TEKS BACAAN:
- - - - -

BIRO UMUM HUMAS & PROTOKOL

SEKRETARIAT DAERAH DAERAH ISTIMEWA YOGYAKARTA

Sambutan RESEPSI MILAD KE-111 MUHAMMADIYAH

Assalamu’alaikum Warahmatullahi Wabarakatuh



Yang saya hormati:


  • Ketua Umum PP. Muhammadiyah, Prof.Dr.H.Haedar Nashir,M.Si., beserta Jajaran Pengurus dan seluruh warga Muhammadiyah, baik yang mengikuti secara luring maupun daring;

  • Rektor Universitas Muhammadiyah Yogyakarta, Prof. Dr. Ir. Gunawan Budiyanto, M.P., IPM., ASEAN., Eng. beserta seluruh civitas akademika-nya;

  • Tamu undangan dan hadirin sekalian.



Puji syukur senantiasa kita panjatkan ke hadirat Allah SWT, karena atas rahmat dan karunia-Nya, kita dapat hadir dalam acara Resepsi Milad Muhammadiyah dalam keadaan sehat wal’afiat.


Dengan turut mengusung semangat dan tema “Ikhtiar Menyelamatkan Semesta”, perkenankanlah saya untuk dapat berbagi perspektif tentang tema ini, sebagai setitik sumbang pikir bagi bangsa, seiring dalam rasa bahagia mangayubagya Milad ke-111 Muhammadiyah.









MANUSIA DAN ALAM SEMESTA






“ADANYA ALAM SEMESTA UNTUK MENGENALI KEBERADAAN TUHAN, ADANYA MANUSIA UNTUK BERSAKSI, BAHWA TUHAN YANG MAHA ESA ITU PASTI ADANYA”




Keagungan Tuhan Yang Maha Esa, memancarkan daya kuasa-Nya kepada manusia-manusia, yang menjadi manifestasi tertinggi, dari semua ciptaan-Nya, yang ada di alam semesta. Sesungguhnya, tidak ada satu titikpun tempat di alam semesta ini, di mana perwujudan-Nya tidak termanifestasikan. Manusia adalah pusat manifestasi Tuhan di alam semesta. Itulah hakekat alam semesta. Adanya alam semesta, menjadi saksi keberadaan Tuhan. Tetapi yang menetapkan kesaksiannya adalah manusia. Tanpa manusia Tuhan tidak akan dikenali. Yang ada hanyalah kegelapan yang azali-abadi.

- - - - -

BAHAN YANG DISEDIAKAN:
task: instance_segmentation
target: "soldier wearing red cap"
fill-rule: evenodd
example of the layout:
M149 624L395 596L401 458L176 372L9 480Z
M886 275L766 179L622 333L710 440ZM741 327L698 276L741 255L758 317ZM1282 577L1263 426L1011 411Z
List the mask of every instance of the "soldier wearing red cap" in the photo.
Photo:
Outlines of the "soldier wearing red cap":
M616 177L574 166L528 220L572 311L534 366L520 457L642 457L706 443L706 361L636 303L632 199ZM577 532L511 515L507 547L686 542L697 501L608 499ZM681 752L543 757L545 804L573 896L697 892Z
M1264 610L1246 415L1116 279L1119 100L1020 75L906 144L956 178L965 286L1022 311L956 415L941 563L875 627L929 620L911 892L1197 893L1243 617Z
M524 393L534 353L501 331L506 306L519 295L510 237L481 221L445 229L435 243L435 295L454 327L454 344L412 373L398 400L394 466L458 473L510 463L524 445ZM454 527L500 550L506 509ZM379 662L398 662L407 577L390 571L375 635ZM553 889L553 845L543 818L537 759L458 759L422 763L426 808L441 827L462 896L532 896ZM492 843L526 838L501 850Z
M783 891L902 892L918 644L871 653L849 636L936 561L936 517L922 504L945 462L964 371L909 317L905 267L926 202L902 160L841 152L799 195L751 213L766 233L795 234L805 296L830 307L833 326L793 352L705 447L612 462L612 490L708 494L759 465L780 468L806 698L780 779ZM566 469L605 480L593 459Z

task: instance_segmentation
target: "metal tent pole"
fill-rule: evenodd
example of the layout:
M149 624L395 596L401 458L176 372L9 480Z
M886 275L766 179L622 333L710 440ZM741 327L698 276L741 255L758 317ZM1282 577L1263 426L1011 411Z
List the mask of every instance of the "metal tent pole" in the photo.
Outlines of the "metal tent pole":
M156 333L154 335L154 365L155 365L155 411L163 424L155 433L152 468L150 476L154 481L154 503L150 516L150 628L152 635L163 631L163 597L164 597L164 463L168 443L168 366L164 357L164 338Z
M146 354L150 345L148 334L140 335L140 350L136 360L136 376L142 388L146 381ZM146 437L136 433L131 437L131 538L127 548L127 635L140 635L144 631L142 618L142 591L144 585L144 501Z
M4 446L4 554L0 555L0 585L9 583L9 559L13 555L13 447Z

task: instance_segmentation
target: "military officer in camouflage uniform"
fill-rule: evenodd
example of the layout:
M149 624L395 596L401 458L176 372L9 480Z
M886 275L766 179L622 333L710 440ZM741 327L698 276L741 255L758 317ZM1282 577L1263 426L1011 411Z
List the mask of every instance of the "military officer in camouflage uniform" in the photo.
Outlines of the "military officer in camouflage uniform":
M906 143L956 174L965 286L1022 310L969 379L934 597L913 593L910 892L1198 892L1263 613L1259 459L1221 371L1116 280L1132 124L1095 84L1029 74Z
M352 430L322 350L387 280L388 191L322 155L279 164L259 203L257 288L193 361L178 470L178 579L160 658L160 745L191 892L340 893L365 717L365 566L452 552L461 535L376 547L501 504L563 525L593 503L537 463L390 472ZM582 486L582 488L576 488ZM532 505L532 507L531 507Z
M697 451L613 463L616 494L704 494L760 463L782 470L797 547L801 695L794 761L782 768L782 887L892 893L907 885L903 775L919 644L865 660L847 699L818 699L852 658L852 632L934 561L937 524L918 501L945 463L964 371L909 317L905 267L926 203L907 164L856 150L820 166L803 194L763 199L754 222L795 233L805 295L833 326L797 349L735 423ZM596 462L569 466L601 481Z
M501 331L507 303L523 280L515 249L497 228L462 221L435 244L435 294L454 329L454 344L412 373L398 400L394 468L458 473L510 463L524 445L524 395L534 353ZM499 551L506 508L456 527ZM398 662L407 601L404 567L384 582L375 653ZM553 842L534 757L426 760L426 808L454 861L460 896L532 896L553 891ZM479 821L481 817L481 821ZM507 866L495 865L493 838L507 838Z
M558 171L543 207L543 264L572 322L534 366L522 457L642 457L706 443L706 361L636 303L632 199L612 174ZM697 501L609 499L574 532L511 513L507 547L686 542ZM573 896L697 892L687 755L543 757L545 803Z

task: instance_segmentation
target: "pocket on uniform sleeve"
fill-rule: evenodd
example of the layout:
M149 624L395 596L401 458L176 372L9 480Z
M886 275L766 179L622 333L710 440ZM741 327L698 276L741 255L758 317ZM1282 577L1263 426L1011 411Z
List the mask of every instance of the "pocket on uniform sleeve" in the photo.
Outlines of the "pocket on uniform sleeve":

- - - - -

PETUNJUK PENGERJAAN:
1: Tolong ketik ulang bagian teks sambutan di antara "Keagungan Tuhan Yang" dan "kegelapan yang azali-abadi.", termasuk kedua batas itu, tanpa mengubah satu huruf pun.
2: Tentukan apakah tiap pernyataan berikut sesuai dengan teks sambutan, lalu jawab ya atau tidak disertai kutipan persis kata-kata penentunya dari teks sambutan. (a) Tema yang diusung adalah "Ikhtiar Menyelamatkan Semesta". (b) Menurut teks sambutan, Tuhan tetap dapat dikenali tanpa manusia. (c) Acara ini merayakan Milad ke-100 Muhammadiyah.
Item-item tersebut merupakan bahan tersendiri yang terpisah dari teks sambutan.

KUNCI JAWABAN:
1:
Keagungan Tuhan Yang Maha Esa, memancarkan daya kuasa-Nya kepada manusia-manusia, yang menjadi manifestasi tertinggi, dari semua ciptaan-Nya, yang ada di alam semesta. Sesungguhnya, tidak ada satu titikpun tempat di alam semesta ini, di mana perwujudan-Nya tidak termanifestasikan. Manusia adalah pusat manifestasi Tuhan di alam semesta. Itulah hakekat alam semesta. Adanya alam semesta, menjadi saksi keberadaan Tuhan. Tetapi yang menetapkan kesaksiannya adalah manusia. Tanpa manusia Tuhan tidak akan dikenali. Yang ada hanyalah kegelapan yang azali-abadi.

2:
(a) Ya: "mengusung semangat dan tema “Ikhtiar Menyelamatkan Semesta”"
(b) Tidak: "Tanpa manusia Tuhan tidak akan dikenali."
(c) Tidak: "Milad ke-111 Muhammadiyah"